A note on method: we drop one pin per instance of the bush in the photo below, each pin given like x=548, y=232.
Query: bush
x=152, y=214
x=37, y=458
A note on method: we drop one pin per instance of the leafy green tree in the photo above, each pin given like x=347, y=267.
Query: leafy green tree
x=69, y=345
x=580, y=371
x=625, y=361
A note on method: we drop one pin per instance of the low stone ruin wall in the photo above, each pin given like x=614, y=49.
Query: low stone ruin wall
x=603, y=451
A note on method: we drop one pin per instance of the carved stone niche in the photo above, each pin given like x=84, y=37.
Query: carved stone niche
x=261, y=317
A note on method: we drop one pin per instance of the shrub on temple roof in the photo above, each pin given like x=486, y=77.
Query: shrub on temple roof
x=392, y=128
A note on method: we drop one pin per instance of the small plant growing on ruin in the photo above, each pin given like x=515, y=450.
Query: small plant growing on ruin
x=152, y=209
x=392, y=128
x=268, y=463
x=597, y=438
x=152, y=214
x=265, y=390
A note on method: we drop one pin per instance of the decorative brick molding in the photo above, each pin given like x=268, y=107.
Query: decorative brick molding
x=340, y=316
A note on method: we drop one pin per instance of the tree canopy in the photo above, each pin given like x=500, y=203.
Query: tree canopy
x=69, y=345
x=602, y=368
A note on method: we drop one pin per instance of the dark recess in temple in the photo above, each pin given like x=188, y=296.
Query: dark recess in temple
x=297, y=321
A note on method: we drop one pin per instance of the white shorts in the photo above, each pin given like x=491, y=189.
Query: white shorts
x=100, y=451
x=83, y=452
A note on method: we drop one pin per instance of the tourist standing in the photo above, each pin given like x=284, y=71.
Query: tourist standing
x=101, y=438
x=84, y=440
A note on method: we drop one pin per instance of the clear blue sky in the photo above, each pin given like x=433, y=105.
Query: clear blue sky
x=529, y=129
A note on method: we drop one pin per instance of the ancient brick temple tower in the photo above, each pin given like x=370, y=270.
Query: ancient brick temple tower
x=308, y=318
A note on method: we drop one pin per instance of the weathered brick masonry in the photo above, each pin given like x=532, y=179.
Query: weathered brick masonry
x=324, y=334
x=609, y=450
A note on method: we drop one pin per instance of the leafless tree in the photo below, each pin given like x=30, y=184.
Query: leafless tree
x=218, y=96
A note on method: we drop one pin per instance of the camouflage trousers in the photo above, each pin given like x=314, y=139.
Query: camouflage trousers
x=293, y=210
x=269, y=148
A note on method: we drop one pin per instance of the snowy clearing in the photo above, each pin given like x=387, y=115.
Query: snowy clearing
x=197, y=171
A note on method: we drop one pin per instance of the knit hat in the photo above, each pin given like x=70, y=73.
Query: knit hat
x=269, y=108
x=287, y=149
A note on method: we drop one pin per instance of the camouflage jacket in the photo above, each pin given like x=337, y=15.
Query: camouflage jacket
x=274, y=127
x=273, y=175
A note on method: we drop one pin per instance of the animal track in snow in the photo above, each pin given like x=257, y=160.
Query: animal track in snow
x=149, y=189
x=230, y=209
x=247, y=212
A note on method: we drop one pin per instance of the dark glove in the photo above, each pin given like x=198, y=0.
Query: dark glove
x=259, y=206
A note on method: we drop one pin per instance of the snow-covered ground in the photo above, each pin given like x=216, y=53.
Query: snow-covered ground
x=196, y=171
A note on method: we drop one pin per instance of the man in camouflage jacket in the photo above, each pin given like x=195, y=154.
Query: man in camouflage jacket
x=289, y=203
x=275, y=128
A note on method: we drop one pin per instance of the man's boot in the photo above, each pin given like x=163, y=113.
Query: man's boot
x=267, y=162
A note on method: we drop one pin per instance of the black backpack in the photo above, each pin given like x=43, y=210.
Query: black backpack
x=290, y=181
----------------
**WORK REQUIRED:**
Reproduce all of the records above word for word, in their original order.

**EXPECTED OUTPUT:**
A note on method: we drop one pin per instance of the bush in the photo below, each pin given like x=548, y=232.
Query: bush
x=152, y=214
x=37, y=458
A note on method: we drop one pin per instance of the leafy green tree in the photo above, each pin given like x=347, y=267.
Query: leafy green tree
x=69, y=345
x=580, y=371
x=625, y=361
A note on method: we drop one pin per instance of the low stone ruin wall in the photo above, each pin given like x=614, y=49.
Query: low stone ruin wall
x=603, y=451
A note on method: we drop one pin per instance of the carved stone niche in the photo above, each pin given like x=84, y=37.
Query: carved stone niche
x=261, y=317
A note on method: we drop one pin per instance of the shrub on temple roof in the photo above, each pin given like x=486, y=77.
Query: shrub on temple roof
x=392, y=128
A note on method: we drop one pin per instance of the small plant growing on ruin in the photo above, each pin given like x=515, y=450.
Query: small plant growing on ruin
x=152, y=209
x=392, y=128
x=268, y=463
x=597, y=438
x=152, y=214
x=265, y=390
A note on method: we drop one pin per instance of the decorative brick molding in the photo above, each pin given like x=268, y=107.
Query: decorative brick molding
x=340, y=316
A note on method: we drop one pin per instance of the tree canopy in the photo above, each pin given like x=500, y=203.
Query: tree canopy
x=69, y=345
x=602, y=368
A note on method: we drop one pin per instance of the dark recess in temple in the photo above, each pin given like x=188, y=296.
Query: dark recess in temple
x=297, y=321
A note on method: we drop one pin per instance of the white shorts in the photo above, each pin given like x=491, y=189.
Query: white shorts
x=100, y=451
x=83, y=452
A note on method: we drop one pin per instance of the tourist standing in the photo above, each pin given like x=284, y=71.
Query: tourist standing
x=101, y=438
x=84, y=440
A note on method: we drop one pin per instance of the clear blue sky in the photo above, each pin given like x=433, y=105.
Query: clear blue sky
x=529, y=129
A note on method: we drop one pin per instance of the ancient brick temple tower in the photo above, each pin given like x=370, y=270.
Query: ancient brick temple tower
x=308, y=318
A note on method: we drop one pin per instance of the weathered brick masonry in the photo above, each pin given like x=532, y=179.
Query: weathered brick masonry
x=324, y=334
x=609, y=450
A note on method: we drop one pin per instance of the leafless tree in the photo below, each pin given like x=30, y=184.
Query: leafless tree
x=218, y=96
A note on method: we drop one pin per instance of the camouflage trousers in the photo above, each pin given like x=314, y=139.
Query: camouflage trousers
x=293, y=210
x=269, y=148
A note on method: we drop one pin per instance of the snowy clearing in the photo above, each pin given like x=387, y=115.
Query: snowy clearing
x=197, y=171
A note on method: we drop one pin per instance of the knit hat in the photo above, each pin given like x=70, y=73.
Query: knit hat
x=269, y=108
x=287, y=149
A note on method: we drop one pin per instance of the camouflage jacket in the photo above, each pin given like x=337, y=15.
Query: camouflage jacket
x=274, y=127
x=273, y=175
A note on method: we drop one pin per instance of the animal track in snow in the photo above, each pin given like x=257, y=160.
Query: animal track in snow
x=149, y=189
x=230, y=209
x=247, y=212
A note on method: we drop one pin per instance of the dark glove in the photo above, each pin given like x=198, y=0.
Query: dark glove
x=259, y=206
A note on method: we drop one pin per instance of the snow-covered ground in the photo above, each pin given like x=216, y=53.
Query: snow-covered ground
x=196, y=171
A note on method: we drop one pin per instance of the man in camouflage jacket in the photo above, each pin given like x=195, y=154.
Query: man in camouflage jacket
x=289, y=203
x=275, y=128
A note on method: we drop one pin per instance of the man's boot in the photo above, each pin given like x=163, y=113.
Query: man's boot
x=267, y=162
A note on method: we drop one pin per instance of the black backpack in the photo above, each pin given like x=43, y=210.
Query: black backpack
x=290, y=181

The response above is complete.